start Supplied material

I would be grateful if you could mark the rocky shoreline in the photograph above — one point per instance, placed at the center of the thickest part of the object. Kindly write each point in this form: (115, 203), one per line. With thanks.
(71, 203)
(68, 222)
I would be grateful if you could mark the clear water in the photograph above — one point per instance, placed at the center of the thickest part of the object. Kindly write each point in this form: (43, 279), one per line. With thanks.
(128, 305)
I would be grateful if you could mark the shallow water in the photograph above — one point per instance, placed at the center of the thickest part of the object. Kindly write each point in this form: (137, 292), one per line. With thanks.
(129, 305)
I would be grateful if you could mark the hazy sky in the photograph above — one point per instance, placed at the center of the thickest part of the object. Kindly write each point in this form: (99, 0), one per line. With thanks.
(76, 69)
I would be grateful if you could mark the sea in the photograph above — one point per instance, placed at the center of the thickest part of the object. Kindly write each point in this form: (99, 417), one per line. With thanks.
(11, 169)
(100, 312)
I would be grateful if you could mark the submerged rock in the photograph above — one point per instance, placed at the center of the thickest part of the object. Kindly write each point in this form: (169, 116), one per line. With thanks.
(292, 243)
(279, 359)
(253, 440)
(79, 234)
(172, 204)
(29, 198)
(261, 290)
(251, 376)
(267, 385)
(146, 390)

end Supplied material

**The task:** Rewrite the lines of the listing starting with the line containing "I would be grateful if you could mark the submerged" and continuing through the end of the listing, changing "submerged rock" to "underwater rock" and leaving everything else as it is.

**Complete output:**
I would be grateful if you could mark the underwater rock in the photograph above — one point per instance, placed at the center of the thickest part of the object. Kindly write each point in this form: (169, 116), one per line. With thanks.
(292, 243)
(279, 359)
(253, 440)
(79, 234)
(172, 204)
(29, 198)
(261, 290)
(251, 376)
(267, 385)
(146, 390)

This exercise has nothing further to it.